=== EXCERPTED PASSAGE ===

In June Children’s Hospital Central California hosted a team from the Centers for Disease Control and Prevention (CDC).  The CDC team used the recent increase in pertussis in Central California to evaluate and improve diagnostic tests for pertussis.

The four-person CDC team was at Children’s Hospital for about three weeks, and wrapping up their activities by the second week in June.  Their work focused on the families of patients that Children’s identified as having pertussis.  Children’s Hospital staff initially indentified the patients, then the CDC staff talked to the family to find out if any other family members had a prolonged cough, a key symptom of pertussis.  After talking to them about the illness and their immunization history, the CDC representative took blood and nasal wash samples from those family members and forwarded them to the CDC lab in Atlanta for evaluation.

=== DATASET EXTRACT ===

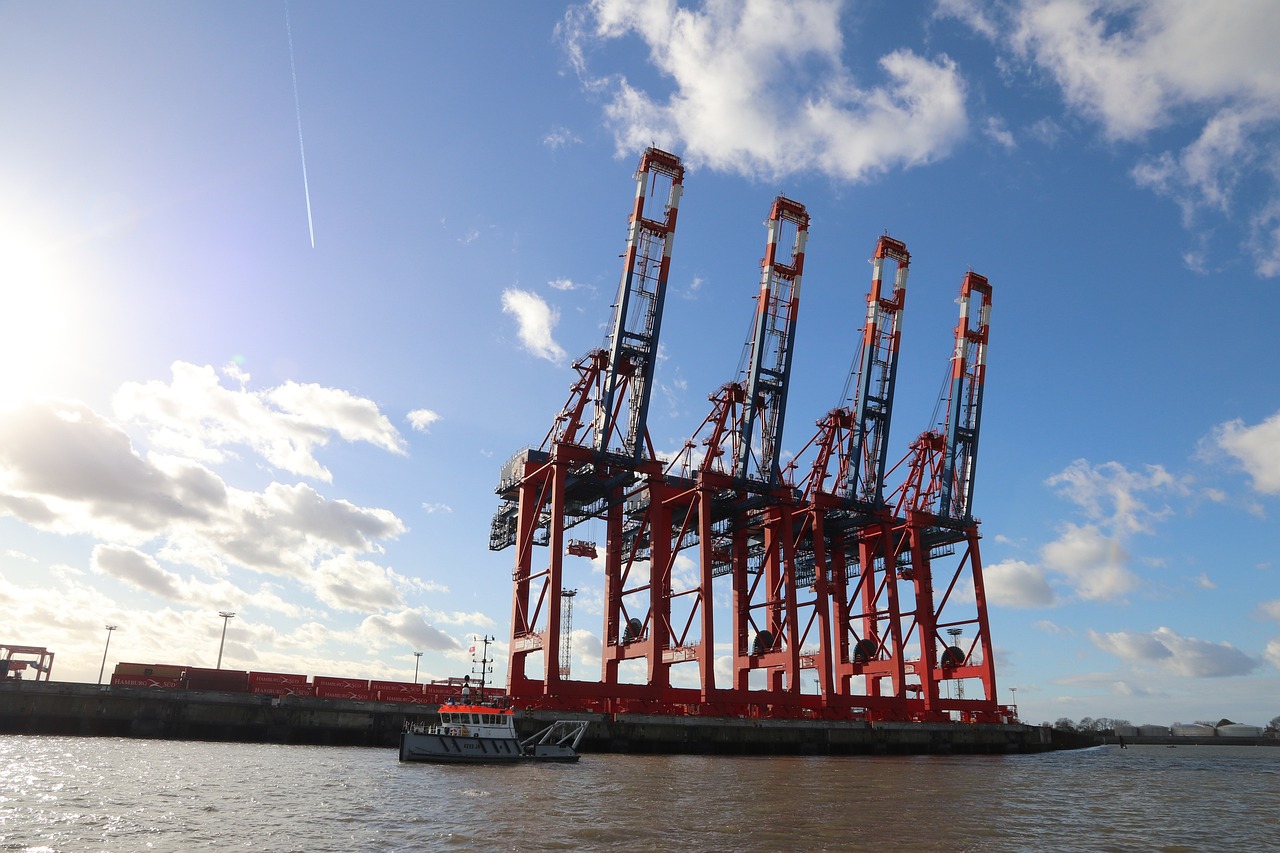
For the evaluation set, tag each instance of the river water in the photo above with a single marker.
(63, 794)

===
=== DATASET EXTRACT ===

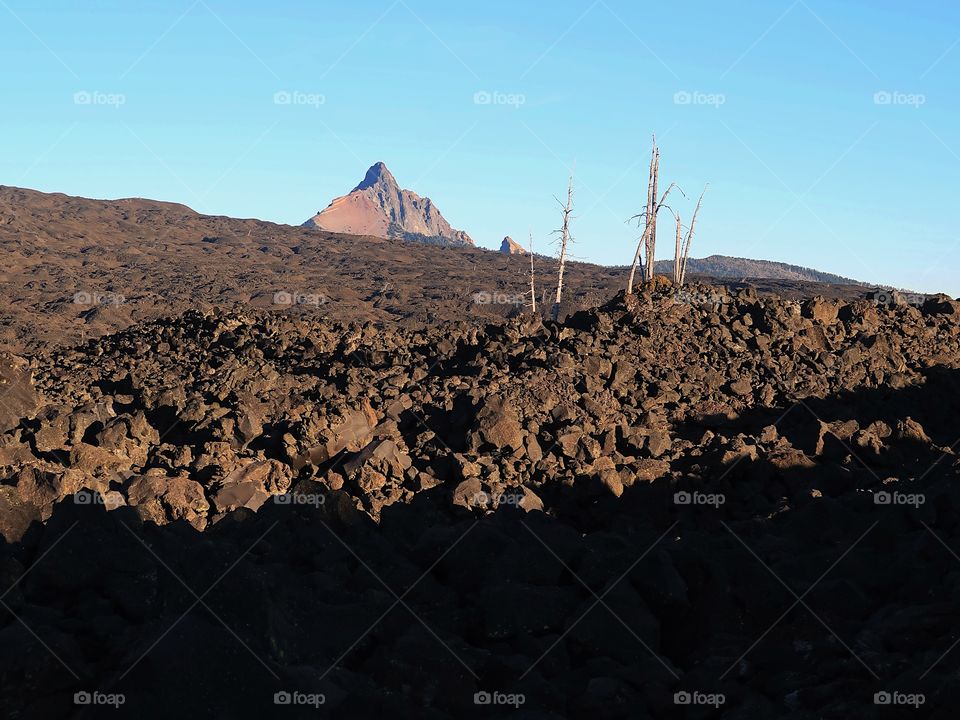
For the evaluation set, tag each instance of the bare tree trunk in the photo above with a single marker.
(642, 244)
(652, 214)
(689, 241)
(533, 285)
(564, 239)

===
=== DATASET EXTRACT ===

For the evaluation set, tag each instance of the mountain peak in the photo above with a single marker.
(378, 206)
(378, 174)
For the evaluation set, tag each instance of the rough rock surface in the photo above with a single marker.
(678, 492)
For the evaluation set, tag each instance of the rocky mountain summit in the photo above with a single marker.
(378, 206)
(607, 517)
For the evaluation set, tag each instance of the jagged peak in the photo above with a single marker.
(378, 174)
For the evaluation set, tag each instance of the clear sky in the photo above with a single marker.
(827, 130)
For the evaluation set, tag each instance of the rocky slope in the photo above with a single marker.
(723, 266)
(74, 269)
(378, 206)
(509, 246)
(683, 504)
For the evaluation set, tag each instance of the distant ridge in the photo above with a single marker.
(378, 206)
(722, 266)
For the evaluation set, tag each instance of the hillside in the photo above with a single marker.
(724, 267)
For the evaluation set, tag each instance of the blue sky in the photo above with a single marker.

===

In the pertussis passage above, where did the CDC representative send the blood and nasal wash samples taken from family members?

The CDC lab in Atlanta.